Write out precisely the lines beginning with the line that contains "Indicate the red onion" and ending with the last line of the entries, and no other lines.

BEGIN Records supplied

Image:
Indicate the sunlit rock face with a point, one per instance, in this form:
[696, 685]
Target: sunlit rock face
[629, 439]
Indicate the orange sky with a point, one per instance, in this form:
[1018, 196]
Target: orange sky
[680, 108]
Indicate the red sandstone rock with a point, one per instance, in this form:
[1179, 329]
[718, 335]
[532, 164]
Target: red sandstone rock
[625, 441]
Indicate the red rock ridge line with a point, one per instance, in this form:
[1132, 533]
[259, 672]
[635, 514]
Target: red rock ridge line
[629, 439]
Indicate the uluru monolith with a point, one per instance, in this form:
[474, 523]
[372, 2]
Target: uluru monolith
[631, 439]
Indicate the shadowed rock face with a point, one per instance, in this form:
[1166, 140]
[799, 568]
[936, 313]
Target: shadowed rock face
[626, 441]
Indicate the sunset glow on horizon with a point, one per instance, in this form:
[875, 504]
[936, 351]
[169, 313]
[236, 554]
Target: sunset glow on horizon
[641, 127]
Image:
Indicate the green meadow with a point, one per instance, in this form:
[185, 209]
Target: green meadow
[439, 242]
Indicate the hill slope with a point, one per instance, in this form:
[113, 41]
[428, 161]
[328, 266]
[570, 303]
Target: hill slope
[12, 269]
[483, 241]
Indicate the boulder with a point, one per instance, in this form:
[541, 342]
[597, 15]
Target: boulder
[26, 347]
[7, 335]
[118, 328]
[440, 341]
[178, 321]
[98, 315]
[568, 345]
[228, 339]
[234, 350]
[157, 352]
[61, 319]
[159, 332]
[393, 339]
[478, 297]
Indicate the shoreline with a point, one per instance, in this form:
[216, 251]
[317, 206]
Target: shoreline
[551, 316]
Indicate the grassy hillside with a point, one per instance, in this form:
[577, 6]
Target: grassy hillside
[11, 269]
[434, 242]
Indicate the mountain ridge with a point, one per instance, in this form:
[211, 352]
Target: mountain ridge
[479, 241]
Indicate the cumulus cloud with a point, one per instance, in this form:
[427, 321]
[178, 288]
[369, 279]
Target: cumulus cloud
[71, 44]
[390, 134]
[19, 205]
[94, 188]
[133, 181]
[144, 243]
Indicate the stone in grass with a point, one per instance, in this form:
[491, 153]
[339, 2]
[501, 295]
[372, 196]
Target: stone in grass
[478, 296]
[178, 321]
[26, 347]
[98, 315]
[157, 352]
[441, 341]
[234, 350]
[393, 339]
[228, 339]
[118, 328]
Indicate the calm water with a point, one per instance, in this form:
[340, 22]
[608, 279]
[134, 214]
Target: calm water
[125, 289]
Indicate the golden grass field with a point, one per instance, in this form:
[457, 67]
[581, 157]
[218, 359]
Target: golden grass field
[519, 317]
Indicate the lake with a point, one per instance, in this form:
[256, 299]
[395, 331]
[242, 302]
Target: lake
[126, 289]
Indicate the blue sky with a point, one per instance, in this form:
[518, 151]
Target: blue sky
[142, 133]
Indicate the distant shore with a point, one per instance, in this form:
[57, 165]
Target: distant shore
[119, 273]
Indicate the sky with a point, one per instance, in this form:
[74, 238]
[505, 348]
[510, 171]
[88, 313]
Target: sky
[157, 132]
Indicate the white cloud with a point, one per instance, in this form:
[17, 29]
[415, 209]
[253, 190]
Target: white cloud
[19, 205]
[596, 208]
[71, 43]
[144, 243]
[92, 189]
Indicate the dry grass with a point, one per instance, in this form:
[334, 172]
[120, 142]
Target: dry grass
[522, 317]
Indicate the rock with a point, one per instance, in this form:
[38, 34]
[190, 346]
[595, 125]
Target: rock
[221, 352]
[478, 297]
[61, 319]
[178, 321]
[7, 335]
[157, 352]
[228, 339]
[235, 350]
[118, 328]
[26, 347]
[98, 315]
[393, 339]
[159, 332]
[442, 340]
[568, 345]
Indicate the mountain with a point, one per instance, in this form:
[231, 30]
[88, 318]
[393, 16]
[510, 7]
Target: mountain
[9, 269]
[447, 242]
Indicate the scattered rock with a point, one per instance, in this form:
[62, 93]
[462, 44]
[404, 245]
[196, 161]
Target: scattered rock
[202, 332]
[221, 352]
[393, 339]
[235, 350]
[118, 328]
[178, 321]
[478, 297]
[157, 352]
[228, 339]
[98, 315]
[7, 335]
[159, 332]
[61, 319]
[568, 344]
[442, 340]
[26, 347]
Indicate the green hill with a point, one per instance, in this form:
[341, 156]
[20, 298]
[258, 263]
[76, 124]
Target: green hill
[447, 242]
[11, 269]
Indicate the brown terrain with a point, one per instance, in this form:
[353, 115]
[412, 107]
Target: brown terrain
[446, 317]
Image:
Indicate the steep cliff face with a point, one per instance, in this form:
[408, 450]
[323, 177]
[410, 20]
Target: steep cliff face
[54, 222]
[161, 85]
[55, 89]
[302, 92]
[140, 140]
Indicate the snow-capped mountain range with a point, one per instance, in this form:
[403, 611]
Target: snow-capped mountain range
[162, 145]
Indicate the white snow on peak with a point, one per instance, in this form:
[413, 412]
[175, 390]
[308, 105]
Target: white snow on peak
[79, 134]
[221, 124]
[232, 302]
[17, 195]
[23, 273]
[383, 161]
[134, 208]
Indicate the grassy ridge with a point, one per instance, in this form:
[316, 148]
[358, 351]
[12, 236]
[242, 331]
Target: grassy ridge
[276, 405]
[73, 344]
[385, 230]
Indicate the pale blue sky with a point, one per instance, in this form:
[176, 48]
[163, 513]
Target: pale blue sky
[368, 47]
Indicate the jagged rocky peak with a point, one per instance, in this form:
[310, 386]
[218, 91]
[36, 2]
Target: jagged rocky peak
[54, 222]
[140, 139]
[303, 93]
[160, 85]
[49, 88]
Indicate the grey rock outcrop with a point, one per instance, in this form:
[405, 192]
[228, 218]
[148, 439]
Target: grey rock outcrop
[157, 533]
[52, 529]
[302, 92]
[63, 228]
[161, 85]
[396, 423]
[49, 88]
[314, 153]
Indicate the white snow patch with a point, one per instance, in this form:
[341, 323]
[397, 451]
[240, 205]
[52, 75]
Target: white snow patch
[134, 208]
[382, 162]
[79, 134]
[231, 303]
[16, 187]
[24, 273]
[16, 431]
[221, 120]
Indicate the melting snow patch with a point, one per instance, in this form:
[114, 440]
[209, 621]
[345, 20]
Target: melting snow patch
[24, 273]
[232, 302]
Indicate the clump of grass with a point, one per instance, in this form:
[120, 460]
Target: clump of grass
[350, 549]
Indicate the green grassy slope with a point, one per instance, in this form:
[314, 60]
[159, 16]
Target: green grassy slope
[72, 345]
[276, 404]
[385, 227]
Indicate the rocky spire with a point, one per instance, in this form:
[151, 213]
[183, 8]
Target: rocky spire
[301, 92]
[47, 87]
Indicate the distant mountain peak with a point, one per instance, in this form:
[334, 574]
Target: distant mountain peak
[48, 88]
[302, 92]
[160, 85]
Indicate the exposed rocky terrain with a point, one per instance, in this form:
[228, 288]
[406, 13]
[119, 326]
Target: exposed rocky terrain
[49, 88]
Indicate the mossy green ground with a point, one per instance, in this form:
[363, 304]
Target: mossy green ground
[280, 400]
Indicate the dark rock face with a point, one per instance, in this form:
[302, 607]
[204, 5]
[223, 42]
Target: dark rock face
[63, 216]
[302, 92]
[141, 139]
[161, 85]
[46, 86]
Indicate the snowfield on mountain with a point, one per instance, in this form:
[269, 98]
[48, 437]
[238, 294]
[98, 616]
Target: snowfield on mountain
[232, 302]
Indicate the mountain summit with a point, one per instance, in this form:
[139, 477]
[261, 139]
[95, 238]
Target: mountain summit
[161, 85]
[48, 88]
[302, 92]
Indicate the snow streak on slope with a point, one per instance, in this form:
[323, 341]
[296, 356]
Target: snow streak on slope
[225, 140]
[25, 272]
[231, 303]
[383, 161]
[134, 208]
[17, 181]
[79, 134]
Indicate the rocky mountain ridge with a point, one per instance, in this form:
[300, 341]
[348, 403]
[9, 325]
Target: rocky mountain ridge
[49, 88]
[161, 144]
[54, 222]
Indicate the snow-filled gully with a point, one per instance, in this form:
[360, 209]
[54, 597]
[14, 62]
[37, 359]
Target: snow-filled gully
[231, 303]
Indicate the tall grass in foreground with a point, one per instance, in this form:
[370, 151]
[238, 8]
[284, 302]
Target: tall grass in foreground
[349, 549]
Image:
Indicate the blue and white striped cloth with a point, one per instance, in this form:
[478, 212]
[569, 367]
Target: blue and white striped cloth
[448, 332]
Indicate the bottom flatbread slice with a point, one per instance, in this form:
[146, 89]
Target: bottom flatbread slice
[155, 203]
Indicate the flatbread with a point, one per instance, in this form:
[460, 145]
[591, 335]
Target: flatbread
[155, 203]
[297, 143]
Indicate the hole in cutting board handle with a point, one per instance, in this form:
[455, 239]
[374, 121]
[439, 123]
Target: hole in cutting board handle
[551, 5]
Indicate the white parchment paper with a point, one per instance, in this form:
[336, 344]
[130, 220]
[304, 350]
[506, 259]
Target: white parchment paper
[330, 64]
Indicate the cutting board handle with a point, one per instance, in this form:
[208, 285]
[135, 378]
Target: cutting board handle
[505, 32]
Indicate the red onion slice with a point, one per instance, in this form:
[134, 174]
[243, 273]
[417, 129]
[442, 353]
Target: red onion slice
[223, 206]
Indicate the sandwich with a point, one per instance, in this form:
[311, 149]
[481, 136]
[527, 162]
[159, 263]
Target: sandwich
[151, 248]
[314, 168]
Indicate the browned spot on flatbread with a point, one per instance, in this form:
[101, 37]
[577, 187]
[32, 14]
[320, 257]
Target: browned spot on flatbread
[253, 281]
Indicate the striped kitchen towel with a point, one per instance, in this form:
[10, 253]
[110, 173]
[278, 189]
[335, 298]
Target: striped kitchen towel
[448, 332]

END Records supplied

• Written response:
Indicate the red onion slice with a point, one per instance, in this form:
[134, 174]
[243, 273]
[417, 129]
[442, 353]
Target: red onion slice
[223, 206]
Indicate the sandwich with a point, one per instance, in this form:
[311, 149]
[481, 136]
[527, 162]
[159, 263]
Target: sandwich
[151, 248]
[314, 168]
Indicate the browned spot on flatbread with a point, one per instance, in this form:
[101, 37]
[577, 187]
[32, 14]
[320, 257]
Target: browned spot on flatbread
[253, 281]
Indicate the striped kitchen towel with a point, one per instance, in this form:
[10, 253]
[110, 173]
[278, 189]
[335, 298]
Target: striped kitchen towel
[448, 332]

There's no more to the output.